-------- SELECTED EXTRACT

FIG. 10 is a flowchart of a method 900 for voice capture. The method 900 includes: (1) providing 902 a voice enhanced reference signal, wherein the voice enhanced reference signal is based on a first frequency domain microphone signal and a second frequency domain microphone signal; (2) adjusting 904, via a noise beamformer adjustor, one or more filter weights of a voice rejected noise beamformer to account for fit variation; (3) generating 906, via the voice rejected noise beamformer, a noise reference signal based on the first frequency domain microphone signal and the second frequency domain microphone signal; (4) generating 908, via a jammer suppressor, a jammer suppressed signal based on the voice enhanced reference signal and the noise reference signal; and (5) generating 910, via a speech enhancer, an output voice signal based on the jammer suppressed signal, the noise reference signal, and a voice detection signal.

FIG. 11 is a further flowchart of the method 900 for voice capture. In particular, FIG. 11 includes steps for adjusting 904 the filter weights of the voice rejected noise beamformer via the noise beamformer adjustor. This method 900A may include: (1) generating 912 an SNR quality check signal based on the second frequency domain microphone signal; (2) generating 914, via a quality check voice activity detector, a voice detection quality check signal based on a frequency domain feedback microphone signal or the second frequency domain microphone signal; (3) storing 916, via a first data accumulator, first voice data corresponding to a relationship between the first frequency domain microphone signal and the second frequency domain microphone signal; (4) storing 918, via a second data accumulator, second voice data corresponding to an energy level of the first frequency domain microphone signal; and (5) dynamically updating 920, if the SNR quality check signal exceeds an SNR quality threshold, the voice detection quality check signal exceeds a voice detection quality threshold, and the first voice data or the second voice data exceeds a storage threshold, the one or more filter weights of the voice rejected noise beamformer based on the first frequency domain microphone signal and the second frequency domain microphone signal.

FIG. 12 is an additional flowchart of the method 900 for voice capture. In particular, FIG. 12 includes steps for generating 910 the output voice signal via the speech enhancer. The speech enhancer is configured to generate the output voice signal by: (1) determining 922 a series of speech signal-to-noise ratios (SNR) corresponding to a series of frequency bins based on the jammer suppressed signal and the noise reference signal; (2) comparing 924 the speech SNRs of each frequency bin to a set of speech enhancer thresholds; and (3) applying 926 a noise suppression signal to each frequency bin of the jammer suppressed signal, wherein an amplitude of the noise suppression signal applied to a frequency bin of the jammer suppressed signal is related to the SNR corresponding to the frequency bin.

----------------
-------- SUPPLIED MATERIAL

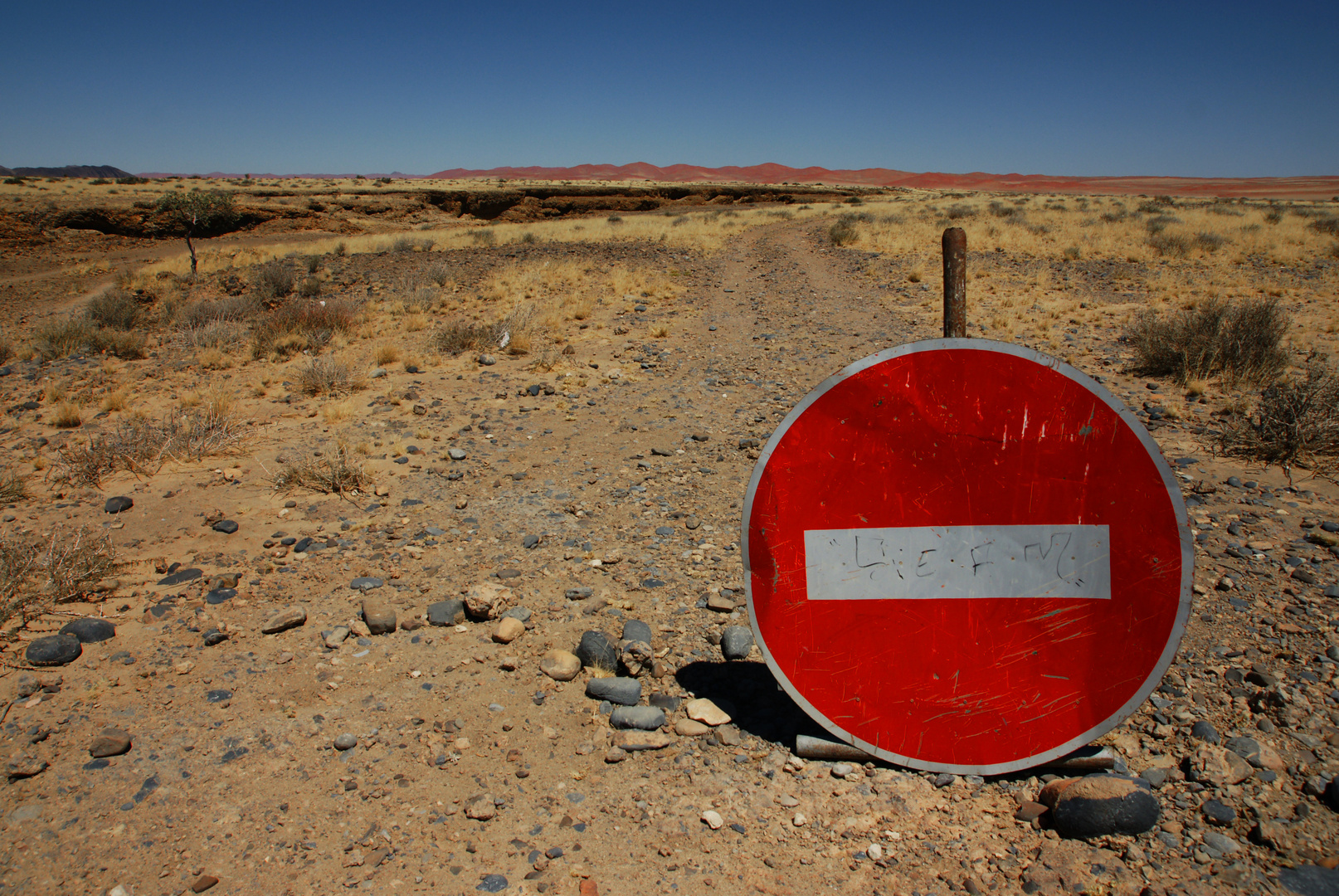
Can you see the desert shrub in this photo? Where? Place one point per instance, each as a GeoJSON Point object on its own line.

----------------

WRITTEN REQUEST: Please write out the section of the voice capture passage that opens with "FIG. 12 is an" and closes with "the frequency bin.".

OUTPUT OF THE EXERCISE:
FIG. 12 is an additional flowchart of the method 900 for voice capture. In particular, FIG. 12 includes steps for generating 910 the output voice signal via the speech enhancer. The speech enhancer is configured to generate the output voice signal by: (1) determining 922 a series of speech signal-to-noise ratios (SNR) corresponding to a series of frequency bins based on the jammer suppressed signal and the noise reference signal; (2) comparing 924 the speech SNRs of each frequency bin to a set of speech enhancer thresholds; and (3) applying 926 a noise suppression signal to each frequency bin of the jammer suppressed signal, wherein an amplitude of the noise suppression signal applied to a frequency bin of the jammer suppressed signal is related to the SNR corresponding to the frequency bin.